Vorliegender Text:

********

Die  Geschichte am Anfang des 6. Kapitels des Johannesevangeliums hat so richtig gut begonnen:

 

An den grünen Berghängen lagern 5000, - Frauen und Kinder gar nicht mitgezählt. Fünf Gerstenbrote und zwei Fische teilt Jesus aus. Und alle werden satt. Am Ende bleiben zwölf Körbe übrig, gefüllt mit Brot.

 

Am anderen Tag dann sind nach der Erzählung des Autors des Johannes-Evangeliums wieder viele Leute da. Es gibt heftige Gespräche. „Gestern habt ihr Brot gegessen“, sagt Jesus, „doch es geht um mehr: Um Brot, das nicht nur den Magen, sondern das Leben füllt. Nicht nur heute und morgen. Himmelsbrot eben. Davon will ich euch geben“. Die Zuhörenden sind sofort im Bilde: Na klar, ein Gleichnis! Und sie bleiben im Bild, wenn sie ihn bitten: „Herr, gib uns allezeit solches Brot!“.

 

Doch was ist gemeint mit „Himmelsbrot“? – Was könnte der Autor des Textes ausdrücken, mitteilen wollen? Die Antwort ist ein Schock: „Ich bin das Brot des Lebens …“, sagt Jesus, „Brot, das vom Himmel kommt, damit, wer davon isst, nicht sterbe“. Und weiter: „Wenn ihr nicht das Fleisch des Menschensohns esst und sein Blut trinkt, so habt ihr kein Leben in euch“. Dass er sich ihnen darbietet – zum Verzehr, das ist doch der Gipfel der Geschmacklosigkeit! Jesus redet beinahe mit kannibalischer Genüsslichkeit vom Herumkauen auf seinem Fleisch. Das ist so hart, dass sogar die Jünger ihm nicht mehr folgen wollen. Viele Bibelkundige werfen das Handtuch. Erst recht gehen aufgeklärte moderne Menschen da gern auf Distanz.

********

Wie viele Körbe bleiben laut dem vorliegenden Text am Ende übrig, und womit sind sie gefüllt?

Bereitgestelltes Material:
********

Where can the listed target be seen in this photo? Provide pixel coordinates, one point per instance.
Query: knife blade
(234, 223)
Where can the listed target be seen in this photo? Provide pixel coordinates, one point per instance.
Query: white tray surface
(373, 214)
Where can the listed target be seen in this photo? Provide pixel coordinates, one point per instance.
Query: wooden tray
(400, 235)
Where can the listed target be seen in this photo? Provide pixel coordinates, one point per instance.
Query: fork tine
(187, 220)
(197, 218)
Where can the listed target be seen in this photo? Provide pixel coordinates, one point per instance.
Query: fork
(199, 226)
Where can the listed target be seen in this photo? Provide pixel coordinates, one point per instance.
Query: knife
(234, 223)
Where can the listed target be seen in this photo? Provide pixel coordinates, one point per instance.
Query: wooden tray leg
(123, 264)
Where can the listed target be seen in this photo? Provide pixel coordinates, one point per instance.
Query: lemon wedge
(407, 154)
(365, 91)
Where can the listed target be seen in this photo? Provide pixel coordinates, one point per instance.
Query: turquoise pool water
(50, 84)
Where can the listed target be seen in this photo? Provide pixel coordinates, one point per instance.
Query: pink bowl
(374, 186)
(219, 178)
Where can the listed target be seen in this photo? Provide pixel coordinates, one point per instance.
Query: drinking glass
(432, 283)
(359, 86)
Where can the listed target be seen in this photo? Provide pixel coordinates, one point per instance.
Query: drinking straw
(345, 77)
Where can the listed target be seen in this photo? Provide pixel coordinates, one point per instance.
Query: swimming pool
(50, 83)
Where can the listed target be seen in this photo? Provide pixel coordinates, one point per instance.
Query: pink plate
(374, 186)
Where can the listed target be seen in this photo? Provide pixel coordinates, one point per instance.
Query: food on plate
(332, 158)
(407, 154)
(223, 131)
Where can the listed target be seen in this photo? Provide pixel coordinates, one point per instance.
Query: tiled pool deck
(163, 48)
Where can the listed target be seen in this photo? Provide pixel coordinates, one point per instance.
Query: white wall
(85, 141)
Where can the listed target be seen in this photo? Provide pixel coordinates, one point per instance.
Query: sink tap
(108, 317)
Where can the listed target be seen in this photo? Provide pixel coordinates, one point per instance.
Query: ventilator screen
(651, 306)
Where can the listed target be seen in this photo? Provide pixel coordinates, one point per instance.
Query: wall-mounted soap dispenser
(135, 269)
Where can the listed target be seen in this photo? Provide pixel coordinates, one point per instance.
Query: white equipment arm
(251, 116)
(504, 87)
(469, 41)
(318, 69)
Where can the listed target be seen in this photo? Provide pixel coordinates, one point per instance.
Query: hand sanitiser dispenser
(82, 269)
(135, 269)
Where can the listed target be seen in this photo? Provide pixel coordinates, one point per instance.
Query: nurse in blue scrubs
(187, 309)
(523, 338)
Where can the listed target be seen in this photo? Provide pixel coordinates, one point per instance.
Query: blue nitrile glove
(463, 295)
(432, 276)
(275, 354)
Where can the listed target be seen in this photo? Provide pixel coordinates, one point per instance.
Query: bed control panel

********

Lösung: Zwölf Körbe, gefüllt mit Brot.